> _Texte fourni_:
================================

Free and Easy
5.7
Free and Easy

Film de Geng Jun (2017)

Le cinéma indépendant chinois n’est pas forcément le plus simple d’accès et, avec sa réputation de cinéma lent et contemplatif, beaucoup se découragent avant même d’avoir commencé. Pourtant, il faut savoir être curieux afin de découvrir des petites pépites sorties de nulle part, à la beauté plastique indéniable, ou simplement des petits films intéressants, avec un sous-texte politique des plus intéressants. Bon, comme partout, on tombe parfois sur un très bon somnifère au sujet qui ne nous aura guère passionné. Et des fois, on tombe sur un film qui est tout ça à la fois. C’est le cas de Free and Easy (2016) de Geng Jun, un film qui a les défauts de ses qualités et les qualités de ses défauts. Oui, dit comme ça, ça ne veut pas dire grand-chose mais pourtant c’est ce qui sera ressorti de mon visionnage de la bobine. Une expérience étrange, bien mais pas si bien, intéressante mais un peu soporifique, à l’humour subtil mais qui ne fonctionne pas toujours.

================================

> _Exercice court a_: Renvoyez chaque ligne des enregistrements où figure la chaîne « jacket », en respectant la casse.
Les enregistrements n'ont aucun rapport avec le texte.

================================

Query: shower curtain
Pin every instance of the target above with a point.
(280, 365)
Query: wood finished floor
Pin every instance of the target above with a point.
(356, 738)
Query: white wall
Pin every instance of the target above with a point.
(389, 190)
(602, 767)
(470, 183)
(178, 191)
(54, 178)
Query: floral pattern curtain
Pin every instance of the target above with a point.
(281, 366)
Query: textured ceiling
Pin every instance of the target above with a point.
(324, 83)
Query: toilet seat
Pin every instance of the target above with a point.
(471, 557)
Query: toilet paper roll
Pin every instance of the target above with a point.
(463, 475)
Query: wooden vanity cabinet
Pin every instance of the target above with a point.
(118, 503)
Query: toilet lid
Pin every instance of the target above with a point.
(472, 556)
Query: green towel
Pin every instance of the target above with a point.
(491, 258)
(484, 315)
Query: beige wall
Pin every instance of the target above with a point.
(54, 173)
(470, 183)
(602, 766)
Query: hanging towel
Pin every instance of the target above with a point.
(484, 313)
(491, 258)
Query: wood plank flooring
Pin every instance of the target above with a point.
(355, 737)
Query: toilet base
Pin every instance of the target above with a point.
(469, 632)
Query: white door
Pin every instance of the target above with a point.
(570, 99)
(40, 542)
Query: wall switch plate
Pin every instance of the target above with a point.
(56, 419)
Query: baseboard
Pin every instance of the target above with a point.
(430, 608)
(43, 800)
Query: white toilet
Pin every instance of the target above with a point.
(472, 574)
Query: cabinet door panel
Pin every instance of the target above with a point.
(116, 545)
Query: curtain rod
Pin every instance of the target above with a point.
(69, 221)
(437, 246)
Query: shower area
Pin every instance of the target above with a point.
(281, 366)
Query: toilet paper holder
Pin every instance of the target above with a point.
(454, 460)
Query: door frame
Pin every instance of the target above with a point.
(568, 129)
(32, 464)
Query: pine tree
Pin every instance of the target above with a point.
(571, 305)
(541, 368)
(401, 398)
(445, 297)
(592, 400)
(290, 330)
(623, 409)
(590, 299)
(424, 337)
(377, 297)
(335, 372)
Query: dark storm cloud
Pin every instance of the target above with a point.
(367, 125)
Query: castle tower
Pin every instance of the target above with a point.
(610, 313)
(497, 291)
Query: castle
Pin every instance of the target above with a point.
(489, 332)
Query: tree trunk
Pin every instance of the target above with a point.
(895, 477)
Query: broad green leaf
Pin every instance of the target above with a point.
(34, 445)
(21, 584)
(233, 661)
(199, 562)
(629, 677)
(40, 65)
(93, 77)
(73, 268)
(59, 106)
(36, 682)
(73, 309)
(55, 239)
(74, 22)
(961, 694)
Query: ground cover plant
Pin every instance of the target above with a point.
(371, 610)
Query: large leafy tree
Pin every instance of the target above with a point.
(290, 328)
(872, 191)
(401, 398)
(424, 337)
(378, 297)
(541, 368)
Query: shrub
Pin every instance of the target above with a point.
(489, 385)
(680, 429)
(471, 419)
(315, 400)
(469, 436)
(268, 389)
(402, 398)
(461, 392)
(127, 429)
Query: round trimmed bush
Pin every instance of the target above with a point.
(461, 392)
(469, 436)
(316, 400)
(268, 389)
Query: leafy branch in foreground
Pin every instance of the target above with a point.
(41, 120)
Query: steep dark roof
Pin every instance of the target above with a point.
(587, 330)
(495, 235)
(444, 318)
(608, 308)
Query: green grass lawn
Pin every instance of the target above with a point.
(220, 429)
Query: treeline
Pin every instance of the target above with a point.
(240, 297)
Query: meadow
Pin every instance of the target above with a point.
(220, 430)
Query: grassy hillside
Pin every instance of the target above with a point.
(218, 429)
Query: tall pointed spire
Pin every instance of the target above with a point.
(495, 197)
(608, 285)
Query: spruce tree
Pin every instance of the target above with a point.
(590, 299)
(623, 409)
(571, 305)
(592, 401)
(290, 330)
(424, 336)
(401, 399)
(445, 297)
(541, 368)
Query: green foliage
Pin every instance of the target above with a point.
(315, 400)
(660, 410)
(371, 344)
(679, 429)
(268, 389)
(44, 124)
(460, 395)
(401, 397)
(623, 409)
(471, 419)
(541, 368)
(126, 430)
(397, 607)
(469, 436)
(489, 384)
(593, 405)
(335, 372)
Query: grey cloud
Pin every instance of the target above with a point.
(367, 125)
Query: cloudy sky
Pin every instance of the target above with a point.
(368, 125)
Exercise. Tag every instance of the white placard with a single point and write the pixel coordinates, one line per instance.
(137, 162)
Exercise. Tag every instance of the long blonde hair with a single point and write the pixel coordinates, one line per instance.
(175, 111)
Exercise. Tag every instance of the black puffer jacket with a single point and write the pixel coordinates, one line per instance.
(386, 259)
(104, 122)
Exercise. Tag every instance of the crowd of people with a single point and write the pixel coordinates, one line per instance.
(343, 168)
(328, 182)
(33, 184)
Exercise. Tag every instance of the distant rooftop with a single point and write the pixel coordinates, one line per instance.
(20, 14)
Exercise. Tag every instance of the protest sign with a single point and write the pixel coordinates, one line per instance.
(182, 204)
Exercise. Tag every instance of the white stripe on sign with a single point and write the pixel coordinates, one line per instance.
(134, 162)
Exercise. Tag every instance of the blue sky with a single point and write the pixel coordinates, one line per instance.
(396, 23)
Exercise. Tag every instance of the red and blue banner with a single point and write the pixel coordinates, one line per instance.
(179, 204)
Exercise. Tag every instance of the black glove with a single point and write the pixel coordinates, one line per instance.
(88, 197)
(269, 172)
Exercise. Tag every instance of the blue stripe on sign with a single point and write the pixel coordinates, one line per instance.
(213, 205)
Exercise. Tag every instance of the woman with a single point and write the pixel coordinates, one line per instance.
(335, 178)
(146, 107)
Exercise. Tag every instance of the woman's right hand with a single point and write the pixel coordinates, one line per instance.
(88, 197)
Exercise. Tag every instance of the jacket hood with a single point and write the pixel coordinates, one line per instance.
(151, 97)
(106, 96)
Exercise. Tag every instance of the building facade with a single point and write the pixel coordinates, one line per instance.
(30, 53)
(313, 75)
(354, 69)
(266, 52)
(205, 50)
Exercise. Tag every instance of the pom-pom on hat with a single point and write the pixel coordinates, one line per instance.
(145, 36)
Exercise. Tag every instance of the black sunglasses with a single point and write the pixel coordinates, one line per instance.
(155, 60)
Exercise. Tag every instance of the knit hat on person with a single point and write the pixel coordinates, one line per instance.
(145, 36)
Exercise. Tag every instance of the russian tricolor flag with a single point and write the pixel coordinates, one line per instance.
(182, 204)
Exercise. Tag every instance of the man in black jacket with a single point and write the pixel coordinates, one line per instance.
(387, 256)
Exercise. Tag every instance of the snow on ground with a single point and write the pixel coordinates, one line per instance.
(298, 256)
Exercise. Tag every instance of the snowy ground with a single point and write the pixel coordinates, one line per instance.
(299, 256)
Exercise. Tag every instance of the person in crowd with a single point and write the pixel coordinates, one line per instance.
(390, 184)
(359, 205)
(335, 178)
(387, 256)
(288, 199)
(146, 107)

================================

> _Exercice court b_: Résumez en deux phrases le texte sur le film Free and Easy.

> _Réponse à l'exercice a_:
Exercise. Tag every instance of the black puffer jacket with a single point and write the pixel coordinates, one line per instance.
Exercise. Tag every instance of the jacket hood with a single point and write the pixel coordinates, one line per instance.
Exercise. Tag every instance of the man in black jacket with a single point and write the pixel coordinates, one line per instance.

> _Réponse à l'exercice b_: Le cinéma indépendant chinois, réputé lent et contemplatif, n'est pas toujours facile d'accès, mais la curiosité permet d'y découvrir des pépites ou de petits films au sous-texte politique intéressant. Free and Easy de Geng Jun réunit tout cela à la fois : c'est une expérience étrange, intéressante mais un peu soporifique, à l'humour subtil qui ne fonctionne pas toujours.